Work required = Pull out every line of the items below that contains the string "cypress". Case counts, so copy only lines where the letters match in case.

(Excerpts from point annotation data)
"""
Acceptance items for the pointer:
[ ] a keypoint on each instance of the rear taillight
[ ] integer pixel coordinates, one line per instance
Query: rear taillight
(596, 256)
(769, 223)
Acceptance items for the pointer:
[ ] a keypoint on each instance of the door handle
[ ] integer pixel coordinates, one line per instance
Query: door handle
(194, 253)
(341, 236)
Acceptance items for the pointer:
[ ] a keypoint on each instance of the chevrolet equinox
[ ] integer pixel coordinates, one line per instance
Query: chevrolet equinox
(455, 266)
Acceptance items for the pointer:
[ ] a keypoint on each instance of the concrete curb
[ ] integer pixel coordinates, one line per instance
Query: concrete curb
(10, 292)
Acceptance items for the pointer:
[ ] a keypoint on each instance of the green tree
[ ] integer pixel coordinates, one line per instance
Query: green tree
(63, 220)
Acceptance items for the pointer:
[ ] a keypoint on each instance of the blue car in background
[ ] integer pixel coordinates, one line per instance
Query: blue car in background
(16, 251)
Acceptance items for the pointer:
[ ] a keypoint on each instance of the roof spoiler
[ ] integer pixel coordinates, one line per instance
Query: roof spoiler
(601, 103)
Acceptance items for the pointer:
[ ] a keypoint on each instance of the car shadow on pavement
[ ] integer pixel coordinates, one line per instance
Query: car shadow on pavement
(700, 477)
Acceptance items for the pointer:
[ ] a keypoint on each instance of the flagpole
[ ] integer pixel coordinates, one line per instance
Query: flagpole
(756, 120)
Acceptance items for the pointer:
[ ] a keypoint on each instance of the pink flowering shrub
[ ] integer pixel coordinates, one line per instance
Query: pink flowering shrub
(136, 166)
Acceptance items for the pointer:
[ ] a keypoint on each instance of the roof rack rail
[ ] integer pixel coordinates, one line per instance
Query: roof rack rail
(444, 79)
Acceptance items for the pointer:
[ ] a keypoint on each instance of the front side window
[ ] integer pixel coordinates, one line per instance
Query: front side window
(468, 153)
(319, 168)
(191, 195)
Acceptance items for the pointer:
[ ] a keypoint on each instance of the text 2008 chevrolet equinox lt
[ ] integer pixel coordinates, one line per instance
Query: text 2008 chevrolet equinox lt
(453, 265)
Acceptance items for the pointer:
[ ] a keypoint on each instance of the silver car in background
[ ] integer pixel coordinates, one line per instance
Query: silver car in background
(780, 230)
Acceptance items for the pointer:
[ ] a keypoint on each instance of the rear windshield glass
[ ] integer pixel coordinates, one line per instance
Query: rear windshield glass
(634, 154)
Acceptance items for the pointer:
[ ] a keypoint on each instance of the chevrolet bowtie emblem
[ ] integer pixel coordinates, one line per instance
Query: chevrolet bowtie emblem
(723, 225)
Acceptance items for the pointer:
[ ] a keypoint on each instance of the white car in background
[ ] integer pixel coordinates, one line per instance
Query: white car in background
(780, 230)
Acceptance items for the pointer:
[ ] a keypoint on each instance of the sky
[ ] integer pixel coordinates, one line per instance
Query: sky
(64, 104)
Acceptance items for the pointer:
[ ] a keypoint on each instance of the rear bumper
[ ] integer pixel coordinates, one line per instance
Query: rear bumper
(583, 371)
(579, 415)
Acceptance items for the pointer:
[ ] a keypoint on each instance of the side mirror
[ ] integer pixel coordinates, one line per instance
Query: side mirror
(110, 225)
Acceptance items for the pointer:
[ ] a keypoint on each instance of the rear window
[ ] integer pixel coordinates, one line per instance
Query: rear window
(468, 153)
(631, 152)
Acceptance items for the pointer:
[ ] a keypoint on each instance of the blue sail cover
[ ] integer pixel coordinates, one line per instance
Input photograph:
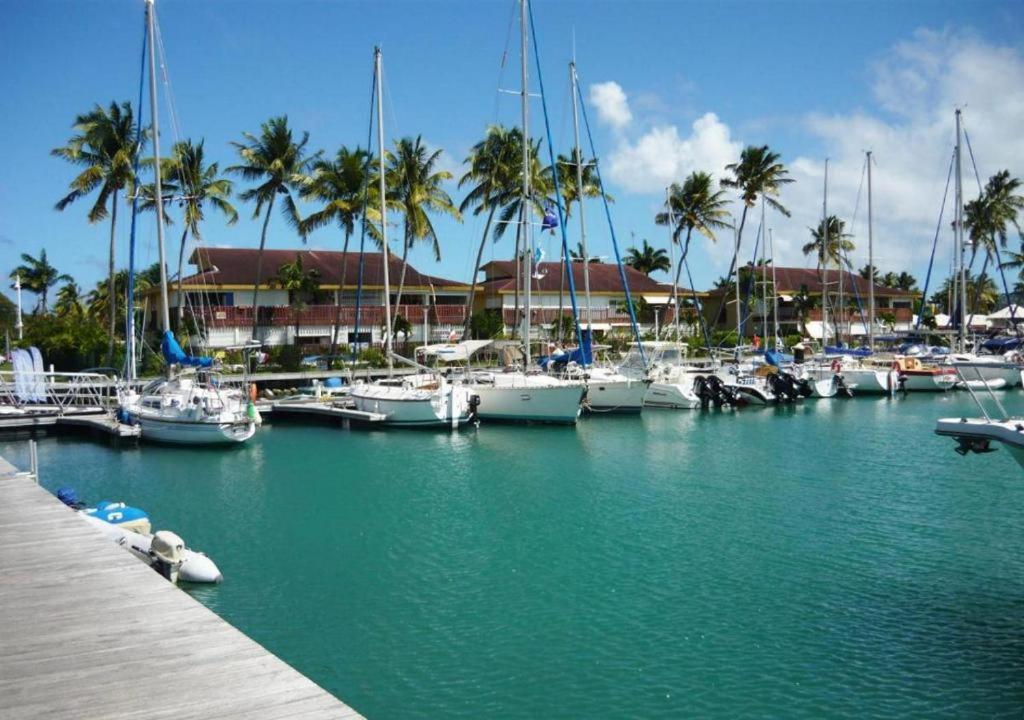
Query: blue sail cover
(175, 355)
(581, 355)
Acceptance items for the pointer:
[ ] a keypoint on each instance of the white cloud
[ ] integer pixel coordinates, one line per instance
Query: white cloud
(909, 127)
(660, 156)
(612, 107)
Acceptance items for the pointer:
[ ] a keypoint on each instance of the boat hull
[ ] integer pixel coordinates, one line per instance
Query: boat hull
(619, 395)
(449, 409)
(549, 404)
(672, 395)
(193, 432)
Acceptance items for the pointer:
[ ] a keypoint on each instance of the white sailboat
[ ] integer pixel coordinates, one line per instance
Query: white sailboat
(423, 399)
(526, 394)
(185, 407)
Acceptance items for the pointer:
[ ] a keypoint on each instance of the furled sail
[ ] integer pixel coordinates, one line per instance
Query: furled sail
(175, 355)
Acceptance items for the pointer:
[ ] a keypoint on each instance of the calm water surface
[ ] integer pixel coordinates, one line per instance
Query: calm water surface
(833, 559)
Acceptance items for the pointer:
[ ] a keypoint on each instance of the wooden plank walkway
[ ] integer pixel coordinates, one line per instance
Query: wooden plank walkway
(88, 631)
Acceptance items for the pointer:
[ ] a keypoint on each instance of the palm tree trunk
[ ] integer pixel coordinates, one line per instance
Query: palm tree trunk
(476, 271)
(181, 262)
(259, 265)
(111, 297)
(518, 264)
(732, 265)
(401, 276)
(341, 293)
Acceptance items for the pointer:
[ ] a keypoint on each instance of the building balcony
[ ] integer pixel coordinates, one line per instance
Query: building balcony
(370, 315)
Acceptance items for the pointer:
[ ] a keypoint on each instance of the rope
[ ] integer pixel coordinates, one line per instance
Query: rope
(611, 227)
(558, 195)
(130, 313)
(363, 225)
(935, 243)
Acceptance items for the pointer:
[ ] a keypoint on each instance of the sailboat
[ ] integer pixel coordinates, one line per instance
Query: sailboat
(426, 398)
(526, 393)
(608, 390)
(185, 407)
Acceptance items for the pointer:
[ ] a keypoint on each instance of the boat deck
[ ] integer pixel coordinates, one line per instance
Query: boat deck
(90, 631)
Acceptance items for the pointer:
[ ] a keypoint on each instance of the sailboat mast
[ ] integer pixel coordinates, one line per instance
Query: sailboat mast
(386, 250)
(764, 273)
(158, 188)
(958, 233)
(672, 258)
(525, 215)
(870, 261)
(824, 262)
(580, 194)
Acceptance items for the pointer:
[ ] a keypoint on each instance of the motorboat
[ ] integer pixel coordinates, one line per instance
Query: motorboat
(977, 434)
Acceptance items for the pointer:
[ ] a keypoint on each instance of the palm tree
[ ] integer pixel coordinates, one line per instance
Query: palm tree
(693, 206)
(196, 184)
(758, 174)
(839, 241)
(647, 259)
(279, 164)
(494, 172)
(299, 283)
(69, 302)
(869, 272)
(416, 185)
(341, 185)
(105, 145)
(38, 276)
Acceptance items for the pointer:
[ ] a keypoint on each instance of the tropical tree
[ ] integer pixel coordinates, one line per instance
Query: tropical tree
(300, 284)
(835, 248)
(69, 302)
(38, 276)
(647, 259)
(695, 205)
(197, 184)
(758, 174)
(278, 163)
(340, 185)
(104, 145)
(579, 254)
(494, 174)
(415, 182)
(869, 272)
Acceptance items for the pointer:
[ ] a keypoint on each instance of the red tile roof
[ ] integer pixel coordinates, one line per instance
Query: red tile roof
(603, 279)
(238, 266)
(790, 280)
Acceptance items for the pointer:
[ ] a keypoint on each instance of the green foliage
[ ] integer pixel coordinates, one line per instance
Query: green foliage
(68, 343)
(373, 356)
(486, 324)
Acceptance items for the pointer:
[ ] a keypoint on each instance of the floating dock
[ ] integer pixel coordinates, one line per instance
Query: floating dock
(87, 630)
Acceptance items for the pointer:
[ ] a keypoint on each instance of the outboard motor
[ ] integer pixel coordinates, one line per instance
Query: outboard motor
(842, 389)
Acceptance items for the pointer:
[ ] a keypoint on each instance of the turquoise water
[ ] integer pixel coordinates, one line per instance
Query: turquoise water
(833, 559)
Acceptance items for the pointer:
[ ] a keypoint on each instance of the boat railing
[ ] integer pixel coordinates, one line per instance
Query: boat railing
(970, 382)
(56, 390)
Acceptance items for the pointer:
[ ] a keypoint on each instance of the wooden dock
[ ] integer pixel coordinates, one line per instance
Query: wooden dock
(88, 631)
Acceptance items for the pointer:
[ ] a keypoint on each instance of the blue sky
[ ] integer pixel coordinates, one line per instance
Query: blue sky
(686, 85)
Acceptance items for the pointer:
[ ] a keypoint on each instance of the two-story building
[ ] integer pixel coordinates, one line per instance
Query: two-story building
(220, 295)
(799, 291)
(549, 292)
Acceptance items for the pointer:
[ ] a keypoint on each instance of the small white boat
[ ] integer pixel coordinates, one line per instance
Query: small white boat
(185, 410)
(424, 399)
(518, 396)
(164, 550)
(610, 391)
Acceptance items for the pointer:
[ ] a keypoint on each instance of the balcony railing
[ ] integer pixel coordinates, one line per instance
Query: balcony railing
(370, 315)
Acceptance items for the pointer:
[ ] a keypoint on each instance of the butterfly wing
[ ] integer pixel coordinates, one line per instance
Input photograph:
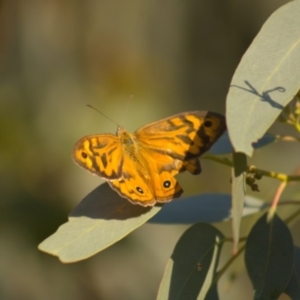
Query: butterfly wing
(100, 154)
(173, 145)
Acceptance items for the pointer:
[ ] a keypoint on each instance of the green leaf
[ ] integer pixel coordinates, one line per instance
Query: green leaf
(238, 194)
(293, 288)
(101, 219)
(269, 257)
(266, 79)
(207, 208)
(191, 269)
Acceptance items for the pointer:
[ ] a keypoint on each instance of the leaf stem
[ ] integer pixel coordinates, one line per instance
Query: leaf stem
(279, 176)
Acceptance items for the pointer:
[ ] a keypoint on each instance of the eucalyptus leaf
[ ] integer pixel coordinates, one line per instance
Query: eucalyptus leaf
(266, 79)
(191, 269)
(269, 257)
(101, 219)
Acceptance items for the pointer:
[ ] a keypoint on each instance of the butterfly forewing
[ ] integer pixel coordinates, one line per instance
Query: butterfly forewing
(184, 136)
(141, 166)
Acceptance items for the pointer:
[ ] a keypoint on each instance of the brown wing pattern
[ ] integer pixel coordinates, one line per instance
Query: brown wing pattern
(141, 166)
(100, 154)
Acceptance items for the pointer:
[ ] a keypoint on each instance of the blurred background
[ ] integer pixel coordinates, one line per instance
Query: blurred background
(58, 56)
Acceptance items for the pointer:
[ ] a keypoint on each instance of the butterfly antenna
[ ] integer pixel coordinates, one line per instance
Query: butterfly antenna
(104, 115)
(126, 108)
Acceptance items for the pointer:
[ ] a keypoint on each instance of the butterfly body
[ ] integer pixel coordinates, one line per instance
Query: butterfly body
(141, 166)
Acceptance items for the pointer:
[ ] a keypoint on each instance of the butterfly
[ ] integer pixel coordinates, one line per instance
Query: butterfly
(141, 166)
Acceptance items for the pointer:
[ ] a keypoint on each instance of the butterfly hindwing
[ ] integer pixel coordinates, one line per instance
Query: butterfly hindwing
(141, 166)
(100, 154)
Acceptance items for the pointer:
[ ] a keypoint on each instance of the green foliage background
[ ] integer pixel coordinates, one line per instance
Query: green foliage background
(57, 56)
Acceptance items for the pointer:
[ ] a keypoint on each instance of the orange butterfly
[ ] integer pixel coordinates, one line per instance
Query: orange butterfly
(141, 166)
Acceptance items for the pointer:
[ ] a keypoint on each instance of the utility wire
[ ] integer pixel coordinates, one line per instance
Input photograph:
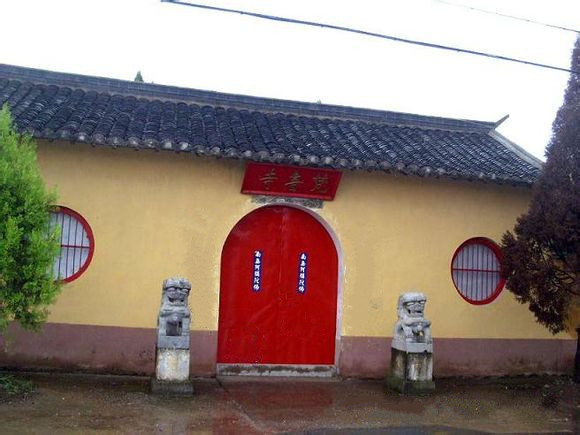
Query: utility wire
(373, 34)
(513, 17)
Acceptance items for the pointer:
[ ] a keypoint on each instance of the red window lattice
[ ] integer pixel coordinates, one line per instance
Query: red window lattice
(76, 244)
(476, 271)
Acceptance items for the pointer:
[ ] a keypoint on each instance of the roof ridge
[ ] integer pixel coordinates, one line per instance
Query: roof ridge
(190, 95)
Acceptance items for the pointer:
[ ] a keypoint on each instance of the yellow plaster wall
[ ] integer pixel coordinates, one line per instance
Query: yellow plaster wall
(159, 214)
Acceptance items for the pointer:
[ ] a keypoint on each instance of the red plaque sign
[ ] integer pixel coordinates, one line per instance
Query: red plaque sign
(298, 181)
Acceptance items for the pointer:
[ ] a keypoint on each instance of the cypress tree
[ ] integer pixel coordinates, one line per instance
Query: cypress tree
(28, 247)
(541, 257)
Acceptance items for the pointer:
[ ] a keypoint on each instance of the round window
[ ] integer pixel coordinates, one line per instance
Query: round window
(476, 271)
(76, 244)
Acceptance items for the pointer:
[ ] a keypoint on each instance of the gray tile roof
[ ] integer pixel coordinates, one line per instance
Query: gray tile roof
(107, 112)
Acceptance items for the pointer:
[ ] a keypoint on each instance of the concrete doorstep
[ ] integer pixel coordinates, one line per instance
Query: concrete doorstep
(230, 404)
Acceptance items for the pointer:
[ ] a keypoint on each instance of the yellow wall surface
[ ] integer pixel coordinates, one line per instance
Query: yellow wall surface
(160, 214)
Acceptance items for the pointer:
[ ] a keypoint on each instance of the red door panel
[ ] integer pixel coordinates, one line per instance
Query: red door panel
(278, 324)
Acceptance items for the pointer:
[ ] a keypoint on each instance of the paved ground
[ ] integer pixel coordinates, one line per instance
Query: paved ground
(99, 404)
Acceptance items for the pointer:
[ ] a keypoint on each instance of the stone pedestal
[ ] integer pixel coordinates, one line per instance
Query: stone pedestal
(411, 373)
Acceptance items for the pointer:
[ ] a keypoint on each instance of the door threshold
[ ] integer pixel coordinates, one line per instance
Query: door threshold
(277, 370)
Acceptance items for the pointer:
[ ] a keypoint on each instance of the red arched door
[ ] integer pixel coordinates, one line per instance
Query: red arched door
(278, 292)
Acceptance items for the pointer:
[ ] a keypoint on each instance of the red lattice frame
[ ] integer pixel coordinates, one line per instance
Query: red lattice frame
(499, 256)
(90, 236)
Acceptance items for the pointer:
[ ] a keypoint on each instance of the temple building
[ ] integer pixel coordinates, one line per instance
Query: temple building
(299, 225)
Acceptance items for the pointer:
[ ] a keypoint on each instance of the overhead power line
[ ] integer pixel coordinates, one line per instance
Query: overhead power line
(373, 34)
(513, 17)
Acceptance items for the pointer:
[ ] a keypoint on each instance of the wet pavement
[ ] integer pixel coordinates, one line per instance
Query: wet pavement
(108, 404)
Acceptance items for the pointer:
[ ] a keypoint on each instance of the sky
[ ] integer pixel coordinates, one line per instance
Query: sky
(194, 48)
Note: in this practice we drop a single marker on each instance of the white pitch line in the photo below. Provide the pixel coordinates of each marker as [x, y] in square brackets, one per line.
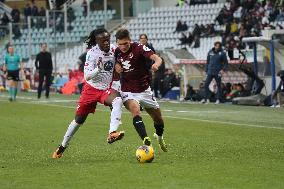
"""
Response =
[ ] a keypoint on each instance of the cypress tree
Query: cypress tree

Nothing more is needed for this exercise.